> **What is being asked**
Return each line of the records below that contains the string "tree", copying those lines without change. Case counts.

> **Data in this exercise**
::::
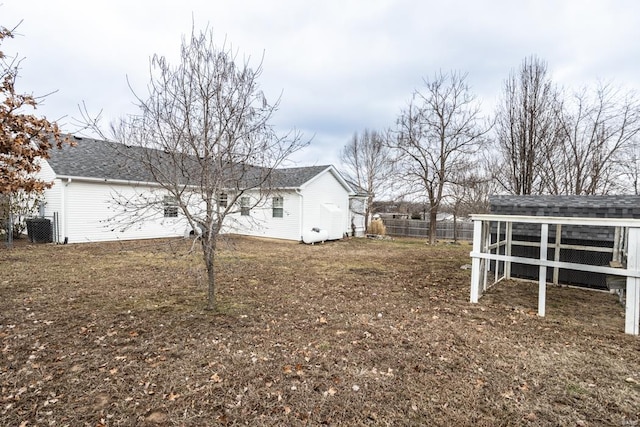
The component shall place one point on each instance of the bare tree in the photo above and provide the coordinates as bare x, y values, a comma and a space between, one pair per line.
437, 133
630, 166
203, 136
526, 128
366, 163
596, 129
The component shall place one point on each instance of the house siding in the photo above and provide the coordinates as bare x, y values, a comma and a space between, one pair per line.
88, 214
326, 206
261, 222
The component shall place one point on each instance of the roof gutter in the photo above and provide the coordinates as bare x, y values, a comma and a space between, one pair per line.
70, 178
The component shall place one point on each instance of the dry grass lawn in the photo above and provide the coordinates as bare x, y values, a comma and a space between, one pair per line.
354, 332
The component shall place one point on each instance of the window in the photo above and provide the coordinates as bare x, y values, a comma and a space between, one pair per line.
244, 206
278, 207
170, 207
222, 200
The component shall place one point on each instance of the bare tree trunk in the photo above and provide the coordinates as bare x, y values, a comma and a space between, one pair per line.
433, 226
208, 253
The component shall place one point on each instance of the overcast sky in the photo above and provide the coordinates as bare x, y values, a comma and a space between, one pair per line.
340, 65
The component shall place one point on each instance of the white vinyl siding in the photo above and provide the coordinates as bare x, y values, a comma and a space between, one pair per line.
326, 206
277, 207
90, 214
::::
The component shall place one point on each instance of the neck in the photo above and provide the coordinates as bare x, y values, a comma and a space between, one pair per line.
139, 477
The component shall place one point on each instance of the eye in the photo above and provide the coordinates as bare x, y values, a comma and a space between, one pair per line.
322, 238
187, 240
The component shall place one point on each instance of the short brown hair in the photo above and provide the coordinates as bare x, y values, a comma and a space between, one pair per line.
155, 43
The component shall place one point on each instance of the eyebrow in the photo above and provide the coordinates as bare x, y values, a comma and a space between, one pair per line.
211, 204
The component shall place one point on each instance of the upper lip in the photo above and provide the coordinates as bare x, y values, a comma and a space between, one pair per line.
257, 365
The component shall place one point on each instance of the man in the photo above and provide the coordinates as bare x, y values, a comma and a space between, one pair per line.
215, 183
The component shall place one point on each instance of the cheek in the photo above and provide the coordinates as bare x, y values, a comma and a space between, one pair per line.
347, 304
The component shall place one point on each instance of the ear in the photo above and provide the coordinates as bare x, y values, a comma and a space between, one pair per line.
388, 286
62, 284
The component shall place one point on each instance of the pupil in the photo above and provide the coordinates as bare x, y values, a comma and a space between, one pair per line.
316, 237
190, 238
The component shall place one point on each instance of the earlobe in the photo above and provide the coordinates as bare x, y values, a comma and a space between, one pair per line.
::::
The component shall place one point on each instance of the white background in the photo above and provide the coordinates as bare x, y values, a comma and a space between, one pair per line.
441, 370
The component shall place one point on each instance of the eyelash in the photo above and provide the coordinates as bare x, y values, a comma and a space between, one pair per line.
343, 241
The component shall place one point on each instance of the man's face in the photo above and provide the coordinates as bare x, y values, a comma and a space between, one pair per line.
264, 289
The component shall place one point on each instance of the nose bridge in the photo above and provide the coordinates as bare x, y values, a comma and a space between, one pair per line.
::::
> **Reply to the exercise**
The component shall place one point on each instance of the bare tree in the photo above and provide the coordinates as bare x, y values, a comma and a space between, one pair per line.
The component shall place one point on each instance of the bare tree trunk in the photo above and provide the coordinates as bare x, y values, a comma and a space between, one pair per line.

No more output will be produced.